Exercise objective:
Hand back the entries exactly as written, minus every picture.

Task data:
***

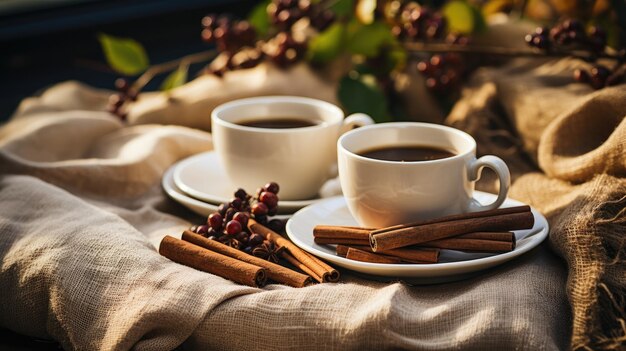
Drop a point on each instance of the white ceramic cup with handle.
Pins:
(381, 193)
(300, 159)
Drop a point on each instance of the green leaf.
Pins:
(342, 7)
(368, 39)
(463, 18)
(124, 55)
(175, 79)
(259, 18)
(328, 44)
(361, 94)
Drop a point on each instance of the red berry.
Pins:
(242, 218)
(202, 229)
(241, 194)
(255, 239)
(121, 84)
(272, 187)
(276, 225)
(259, 209)
(215, 221)
(270, 199)
(233, 227)
(236, 203)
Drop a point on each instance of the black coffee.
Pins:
(280, 123)
(406, 153)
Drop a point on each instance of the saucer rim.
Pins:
(284, 205)
(536, 236)
(199, 207)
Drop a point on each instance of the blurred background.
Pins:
(43, 42)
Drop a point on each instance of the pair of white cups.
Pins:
(378, 193)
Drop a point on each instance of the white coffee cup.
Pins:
(382, 193)
(300, 160)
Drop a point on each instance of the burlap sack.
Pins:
(579, 139)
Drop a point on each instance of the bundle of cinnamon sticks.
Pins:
(420, 242)
(198, 252)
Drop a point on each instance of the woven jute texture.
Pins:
(581, 151)
(81, 211)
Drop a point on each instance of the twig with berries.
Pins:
(128, 92)
(570, 38)
(229, 225)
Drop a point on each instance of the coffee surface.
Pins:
(406, 153)
(279, 123)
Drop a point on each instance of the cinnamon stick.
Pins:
(364, 256)
(329, 234)
(477, 245)
(212, 262)
(405, 235)
(417, 255)
(275, 272)
(342, 241)
(478, 241)
(346, 232)
(496, 236)
(321, 269)
(460, 216)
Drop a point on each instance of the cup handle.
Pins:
(474, 171)
(356, 120)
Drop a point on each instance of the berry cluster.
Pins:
(417, 22)
(229, 225)
(229, 35)
(442, 71)
(235, 40)
(118, 101)
(569, 36)
(284, 13)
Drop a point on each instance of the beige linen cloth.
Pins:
(81, 210)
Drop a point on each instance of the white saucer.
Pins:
(203, 177)
(334, 211)
(197, 206)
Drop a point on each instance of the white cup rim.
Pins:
(337, 113)
(457, 156)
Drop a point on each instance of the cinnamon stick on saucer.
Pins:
(475, 245)
(275, 272)
(364, 256)
(212, 262)
(477, 241)
(512, 218)
(323, 272)
(420, 255)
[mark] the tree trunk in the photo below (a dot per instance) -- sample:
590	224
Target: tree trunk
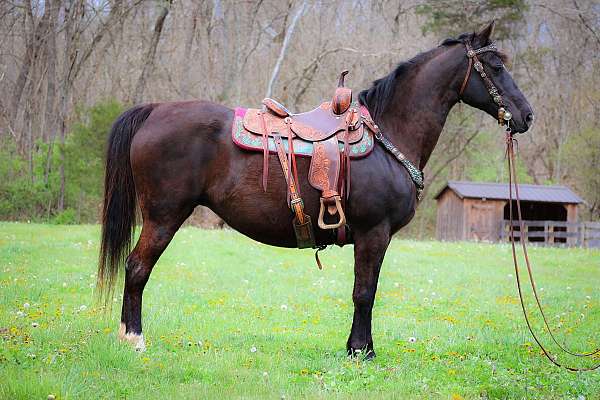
148	63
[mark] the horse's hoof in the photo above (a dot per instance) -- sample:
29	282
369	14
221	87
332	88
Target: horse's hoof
364	354
138	342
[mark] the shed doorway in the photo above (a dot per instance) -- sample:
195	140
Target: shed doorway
538	211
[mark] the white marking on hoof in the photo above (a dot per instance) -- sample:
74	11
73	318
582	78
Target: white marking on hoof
136	340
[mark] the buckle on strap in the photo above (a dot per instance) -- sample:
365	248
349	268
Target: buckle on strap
340	211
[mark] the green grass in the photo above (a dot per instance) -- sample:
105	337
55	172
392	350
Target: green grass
215	295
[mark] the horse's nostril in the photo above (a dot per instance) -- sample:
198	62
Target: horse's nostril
529	118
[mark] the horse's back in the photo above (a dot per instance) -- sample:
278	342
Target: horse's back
171	152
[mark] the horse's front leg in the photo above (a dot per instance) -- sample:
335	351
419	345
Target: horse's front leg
369	250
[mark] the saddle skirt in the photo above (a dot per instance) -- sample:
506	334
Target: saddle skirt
330	135
247	132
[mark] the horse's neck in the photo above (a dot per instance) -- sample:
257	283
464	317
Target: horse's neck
422	101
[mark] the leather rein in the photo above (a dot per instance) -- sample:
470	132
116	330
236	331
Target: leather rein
504	117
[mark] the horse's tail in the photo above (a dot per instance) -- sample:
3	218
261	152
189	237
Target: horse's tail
119	210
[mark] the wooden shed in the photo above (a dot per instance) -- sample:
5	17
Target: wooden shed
480	210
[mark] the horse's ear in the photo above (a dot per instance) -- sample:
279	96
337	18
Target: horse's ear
484	36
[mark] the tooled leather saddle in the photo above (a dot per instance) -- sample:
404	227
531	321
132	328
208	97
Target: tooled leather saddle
331	135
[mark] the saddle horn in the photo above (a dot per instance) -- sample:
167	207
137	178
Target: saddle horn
342	97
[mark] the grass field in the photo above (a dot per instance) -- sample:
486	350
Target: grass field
225	317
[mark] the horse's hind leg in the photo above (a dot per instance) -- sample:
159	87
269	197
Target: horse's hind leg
156	234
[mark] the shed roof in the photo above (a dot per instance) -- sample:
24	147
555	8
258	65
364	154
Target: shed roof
499	191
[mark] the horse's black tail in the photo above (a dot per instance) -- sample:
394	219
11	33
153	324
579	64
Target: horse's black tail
118	212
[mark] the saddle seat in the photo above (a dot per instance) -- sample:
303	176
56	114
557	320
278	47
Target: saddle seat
331	134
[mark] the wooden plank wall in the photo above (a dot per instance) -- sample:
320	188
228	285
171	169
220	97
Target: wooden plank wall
449	224
482	219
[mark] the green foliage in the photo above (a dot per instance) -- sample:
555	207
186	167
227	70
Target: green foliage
25	193
582	154
450	17
30	191
84	154
66	217
206	306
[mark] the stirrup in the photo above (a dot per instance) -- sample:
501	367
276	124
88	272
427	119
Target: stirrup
338	206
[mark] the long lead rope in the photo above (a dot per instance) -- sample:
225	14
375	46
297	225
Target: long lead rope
512	176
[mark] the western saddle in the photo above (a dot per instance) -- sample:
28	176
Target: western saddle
331	134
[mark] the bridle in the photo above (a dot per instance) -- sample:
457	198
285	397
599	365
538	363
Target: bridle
504	116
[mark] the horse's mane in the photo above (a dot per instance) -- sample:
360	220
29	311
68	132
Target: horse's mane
379	96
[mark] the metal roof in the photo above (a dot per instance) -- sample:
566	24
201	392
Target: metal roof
499	191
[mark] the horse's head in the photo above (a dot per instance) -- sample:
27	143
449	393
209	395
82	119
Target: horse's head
488	85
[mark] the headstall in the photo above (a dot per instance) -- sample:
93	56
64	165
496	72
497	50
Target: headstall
504	116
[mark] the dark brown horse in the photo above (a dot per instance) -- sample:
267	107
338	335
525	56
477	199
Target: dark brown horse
170	157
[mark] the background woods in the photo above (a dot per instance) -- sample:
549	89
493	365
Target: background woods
69	67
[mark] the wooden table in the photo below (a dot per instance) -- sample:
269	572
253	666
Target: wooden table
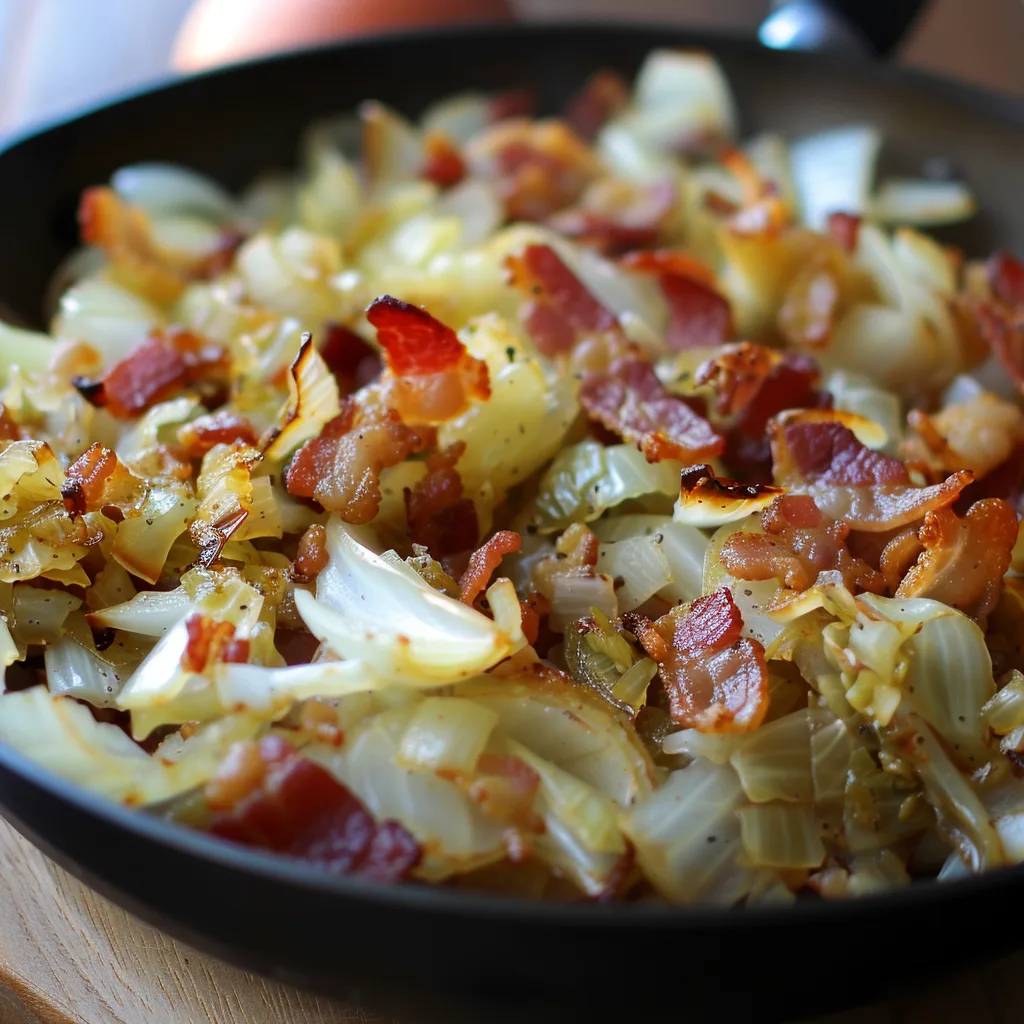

***

Answer section:
Drop a point on each instance of the white ceramic cup with handle.
Pins:
(381, 193)
(300, 159)
Drop a point on each instance of the green leaf.
Pins:
(342, 7)
(368, 39)
(463, 18)
(124, 55)
(175, 79)
(259, 18)
(328, 44)
(361, 94)
Drop a point on each instance of the red berry.
Pins:
(242, 218)
(202, 229)
(241, 194)
(255, 239)
(121, 84)
(272, 187)
(276, 225)
(259, 209)
(215, 221)
(270, 199)
(233, 227)
(236, 203)
Drop a point on each instance of the black coffee.
Pins:
(280, 123)
(406, 153)
Drop a point on each instance of the saucer rim.
Pins:
(284, 205)
(536, 236)
(199, 207)
Drop a point on each instance of the blurred background.
Pins:
(43, 42)
Drop a point on each instance of the pair of white cups.
Pins:
(378, 193)
Drop a point on each instance of the white coffee cup.
Pins:
(382, 193)
(300, 160)
Drop a point on each instance of the burlap sack.
Pins:
(579, 139)
Drop a point on each instance of the bundle of cinnamon sticks.
Pins:
(420, 242)
(198, 252)
Drop a point on each instance of the woven jute texture.
Pins:
(581, 151)
(81, 211)
Drop a point on each instance of the twig with berries.
Pins:
(128, 92)
(570, 38)
(229, 225)
Drop a point on each instance of the coffee surface.
Pins:
(406, 153)
(279, 123)
Drop a point on each instance of the cinnamon stick.
Pins:
(364, 256)
(329, 234)
(477, 245)
(212, 262)
(405, 235)
(417, 255)
(275, 272)
(342, 241)
(478, 241)
(346, 232)
(496, 236)
(321, 269)
(460, 216)
Drop a point on each instance of the cup handle.
Pins:
(474, 171)
(356, 120)
Drop a point on each instance of the berry cluster.
Pins:
(417, 22)
(229, 225)
(229, 35)
(442, 71)
(235, 40)
(118, 101)
(569, 36)
(284, 13)
Drop a point on each instance of the beige linen cloth.
Pins:
(81, 210)
Drop a point on each instance of the white saucer.
Pins:
(203, 177)
(334, 211)
(197, 206)
Drop a point on each instance of the white cup rim.
Pins:
(337, 113)
(457, 156)
Drop a point on each instance of the cinnamon stick on saucer.
Pins:
(475, 245)
(275, 272)
(364, 256)
(212, 262)
(477, 241)
(512, 218)
(323, 272)
(420, 255)
[mark] the tree trunk in the photo below (a dot per instance) -- sample:
590	224
Target: tree trunk
148	63
[mark] the horse's hoof in the photo above (a dot per instance) -- sample:
29	282
369	14
221	87
332	88
Target: horse's hoof
364	354
138	342
[mark] the shed doorway in the photo above (a dot per instance) -- sample:
195	140
Target: shed doorway
538	211
[mark] the white marking on hoof in the photo above (a dot per instance) -- sample:
74	11
73	318
582	78
Target: white marking on hoof
136	340
[mark] the buckle on strap in the photo above (a dot per instance) -- sample:
365	248
349	268
Target: buckle on strap
340	211
[mark] the green grass in the photo above (a dot per instance) -- sample:
105	337
55	172
392	350
Target: green grass
215	295
[mark] the horse's nostril in the photo above (a dot per instance) -- sample:
198	62
Target: horse's nostril
529	118
[mark] the horse's back in the photo above (a dot per instance) -- sample:
278	342
Target: horse's back
171	152
[mark] the horse's front leg in the photo above (a dot per instance) -- sample:
335	351
419	345
Target: horse's front leg
369	250
[mark] the saddle skirt in the photo above (a dot per instance) -- sample:
506	334
Target: saddle skirt
330	135
247	132
[mark] the horse's neck in the photo above (a dot per instance) -- sample:
257	283
464	317
Target: horse's neck
422	101
[mark] the leather rein in the photo above (a dot per instance) -- sample:
470	132
116	330
236	331
Target: leather rein
504	117
[mark] the horse's tail in the photo above (a dot per instance) -- sample:
3	218
261	152
189	237
Target: horse's tail
119	210
[mark] the wooden shed in the photo above (a dot per instance) -- sample:
5	17
Target: wooden shed
480	210
[mark] the horse's ear in the photo above (a dot per instance) -- sample:
279	96
337	18
Target: horse's ear
484	36
[mark] the tooled leather saddle in the photo above (a dot per instance) -- sample:
404	227
531	321
132	328
208	97
Target: tooled leather saddle
331	135
[mark] the saddle horn in the photo above (a dot per instance) -- sample:
167	207
137	178
Target: saddle horn
342	97
[mark] the grass field in the photo above (a dot per instance) -- sample:
486	350
Target: grass field
225	317
[mark] the horse's hind leg in the photo above (a dot per instance) -- sample:
159	87
269	197
Target: horse's hind leg
156	234
[mark] the shed roof in the photo above (a dot per instance) -- sample:
24	147
555	8
258	65
364	154
Target: shed roof
499	191
[mark] the horse's black tail in the photo above (a dot per instance) -- sample:
394	219
11	33
153	324
579	64
Target: horse's black tail
118	212
[mark] the saddle seat in the photo above (a dot per instance) -- sample:
303	176
56	114
557	320
278	47
Target: saddle seat
331	134
[mark] the wooden plank wall in the photo above (a dot per instance) -- sample:
320	188
228	285
171	169
220	97
Target: wooden plank wall
449	224
482	219
[mark] the green foliage in the photo above (a dot per instance) -- sample:
555	207
186	167
227	70
Target: green foliage
25	193
582	154
450	17
30	191
84	154
66	217
206	306
[mark] the stirrup in the photo above (a dot per instance) -- sample:
501	367
276	124
88	272
427	119
Target: stirrup
338	206
[mark] the long lead rope in the photo above (a dot per instance) -- sample:
225	14
375	46
297	225
Target: long lead rope
512	176
[mark] the western saddle in the photo above (a dot per instance) -- sample:
28	176
Target: western saddle
331	134
[mark] the bridle in the photo above (a dot per instance) -- sample:
457	198
285	397
599	365
538	363
Target: bridle
504	116
[mark] the horse's mane in the photo above (a dot per instance) -- sample:
360	220
29	311
68	132
Target: horse's mane
379	96
[mark] the metal roof in the photo above (a dot per instance) -- sample:
566	24
201	392
Target: metal roof
499	191
[mark] the horse's head in the photo above (a dot per instance) -- sample:
27	143
449	393
209	395
82	119
Target: horse's head
488	85
[mark] the headstall in the photo above (a dot per instance) -- sample:
93	56
64	165
496	72
497	50
Target: headstall
504	116
[mark] the dark brown horse in the photo above (a dot per instance) -- sample:
267	107
338	335
525	56
477	199
Target: dark brown horse
170	157
[mark] the background woods in the photo above (a dot per instance) -- sample:
549	89
493	365
Target: background woods
69	67
[mark] the wooden table in the photo below (a dot per instance) -- sample:
269	572
253	666
Target: wooden table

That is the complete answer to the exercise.